- **INPUT ROWS**:
╭──

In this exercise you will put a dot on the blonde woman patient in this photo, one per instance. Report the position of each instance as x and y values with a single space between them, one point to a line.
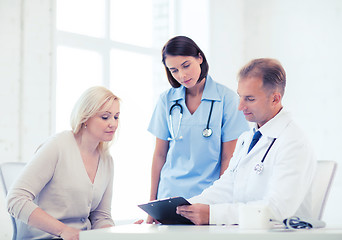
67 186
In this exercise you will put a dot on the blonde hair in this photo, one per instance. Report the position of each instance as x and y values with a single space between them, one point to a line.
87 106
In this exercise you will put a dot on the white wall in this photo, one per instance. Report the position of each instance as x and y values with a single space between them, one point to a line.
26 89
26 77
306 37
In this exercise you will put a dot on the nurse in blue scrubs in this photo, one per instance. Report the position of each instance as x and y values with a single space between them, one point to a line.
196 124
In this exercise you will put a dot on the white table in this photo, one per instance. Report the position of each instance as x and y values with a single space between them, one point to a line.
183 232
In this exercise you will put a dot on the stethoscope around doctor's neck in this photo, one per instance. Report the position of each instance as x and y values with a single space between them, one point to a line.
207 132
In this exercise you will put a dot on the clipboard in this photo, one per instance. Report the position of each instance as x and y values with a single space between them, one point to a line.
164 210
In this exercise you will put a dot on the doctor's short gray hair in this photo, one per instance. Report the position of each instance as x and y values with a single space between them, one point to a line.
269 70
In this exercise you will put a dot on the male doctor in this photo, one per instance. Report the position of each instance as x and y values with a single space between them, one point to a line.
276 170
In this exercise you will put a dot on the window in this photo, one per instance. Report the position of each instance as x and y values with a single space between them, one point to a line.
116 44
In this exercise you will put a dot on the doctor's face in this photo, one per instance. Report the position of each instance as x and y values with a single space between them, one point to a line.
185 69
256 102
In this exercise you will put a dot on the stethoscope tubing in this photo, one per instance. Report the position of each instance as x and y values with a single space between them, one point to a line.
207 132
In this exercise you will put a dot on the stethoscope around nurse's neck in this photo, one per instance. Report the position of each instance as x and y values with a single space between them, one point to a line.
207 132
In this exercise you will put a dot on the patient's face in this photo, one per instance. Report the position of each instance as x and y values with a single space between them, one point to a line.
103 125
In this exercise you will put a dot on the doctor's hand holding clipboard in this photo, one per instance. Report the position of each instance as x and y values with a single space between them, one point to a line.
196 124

╰──
╭──

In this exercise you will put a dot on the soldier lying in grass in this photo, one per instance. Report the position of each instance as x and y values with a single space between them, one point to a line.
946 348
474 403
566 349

╰──

List every line of the material above that contains the word "face". Case matters.

- **EXPECTED ANSWER**:
In this exercise you will put a dot on the doctor's face in this photo, one per instance. Report the position of each instance as x and y values with a single space between them, one point to a line.
In this exercise you will put a dot on the patient's face in this photo, one per instance. Report the position of each instance as x and y values with a single space between them, one point to a line.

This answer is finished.